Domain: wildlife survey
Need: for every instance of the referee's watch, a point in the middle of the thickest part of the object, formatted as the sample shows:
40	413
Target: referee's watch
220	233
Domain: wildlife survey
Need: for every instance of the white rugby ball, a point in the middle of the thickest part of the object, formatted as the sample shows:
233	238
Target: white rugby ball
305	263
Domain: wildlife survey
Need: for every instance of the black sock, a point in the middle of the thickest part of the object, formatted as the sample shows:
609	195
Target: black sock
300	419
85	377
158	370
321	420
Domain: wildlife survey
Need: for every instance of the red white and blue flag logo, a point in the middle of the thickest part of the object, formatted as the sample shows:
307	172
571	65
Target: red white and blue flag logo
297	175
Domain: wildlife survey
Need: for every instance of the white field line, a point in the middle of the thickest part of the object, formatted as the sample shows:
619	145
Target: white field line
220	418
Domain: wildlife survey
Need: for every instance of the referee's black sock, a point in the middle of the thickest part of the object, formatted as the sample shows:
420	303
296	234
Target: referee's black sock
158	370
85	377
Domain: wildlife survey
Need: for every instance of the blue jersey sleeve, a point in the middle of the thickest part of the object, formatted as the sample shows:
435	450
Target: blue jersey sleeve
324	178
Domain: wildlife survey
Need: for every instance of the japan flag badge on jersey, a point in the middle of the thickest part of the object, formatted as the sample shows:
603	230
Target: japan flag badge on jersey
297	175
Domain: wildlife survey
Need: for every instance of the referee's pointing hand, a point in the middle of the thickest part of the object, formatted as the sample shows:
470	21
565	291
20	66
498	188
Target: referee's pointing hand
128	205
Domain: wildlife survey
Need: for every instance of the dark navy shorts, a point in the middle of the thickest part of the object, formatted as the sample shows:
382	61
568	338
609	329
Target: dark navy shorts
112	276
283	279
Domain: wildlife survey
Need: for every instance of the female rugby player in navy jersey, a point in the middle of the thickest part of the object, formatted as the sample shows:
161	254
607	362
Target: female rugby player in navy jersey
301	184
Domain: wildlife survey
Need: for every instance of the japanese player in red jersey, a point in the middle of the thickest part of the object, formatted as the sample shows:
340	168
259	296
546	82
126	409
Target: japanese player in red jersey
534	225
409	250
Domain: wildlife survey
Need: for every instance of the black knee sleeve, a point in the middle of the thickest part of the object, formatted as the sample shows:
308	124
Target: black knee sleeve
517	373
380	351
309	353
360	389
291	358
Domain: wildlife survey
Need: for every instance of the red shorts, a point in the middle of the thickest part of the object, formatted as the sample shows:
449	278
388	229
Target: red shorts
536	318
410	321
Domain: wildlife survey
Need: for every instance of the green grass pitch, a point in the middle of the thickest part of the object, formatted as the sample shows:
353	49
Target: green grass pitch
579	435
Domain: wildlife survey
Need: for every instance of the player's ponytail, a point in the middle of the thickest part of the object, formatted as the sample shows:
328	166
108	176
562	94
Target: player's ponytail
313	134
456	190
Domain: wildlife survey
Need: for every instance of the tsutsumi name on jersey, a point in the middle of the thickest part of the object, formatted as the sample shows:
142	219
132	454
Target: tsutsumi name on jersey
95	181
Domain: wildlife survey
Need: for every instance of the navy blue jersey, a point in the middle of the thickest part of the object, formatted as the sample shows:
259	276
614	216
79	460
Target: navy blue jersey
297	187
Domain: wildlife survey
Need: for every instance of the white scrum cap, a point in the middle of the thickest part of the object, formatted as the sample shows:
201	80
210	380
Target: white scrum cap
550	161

→ **GOAL**
Locate each line in the rows above that contains the word "shorts" and copy those lines in full.

→ **COMPLETE OUTPUT**
Need: for every instance of the dark navy shorts, a point in the middle of the thickest part of the object, formatted as the sample shows:
Target: dark navy shorts
Need: for every instance of the red shorts, a point in the middle of the thickest part of the object, formatted as the sample shows:
Target: red shorts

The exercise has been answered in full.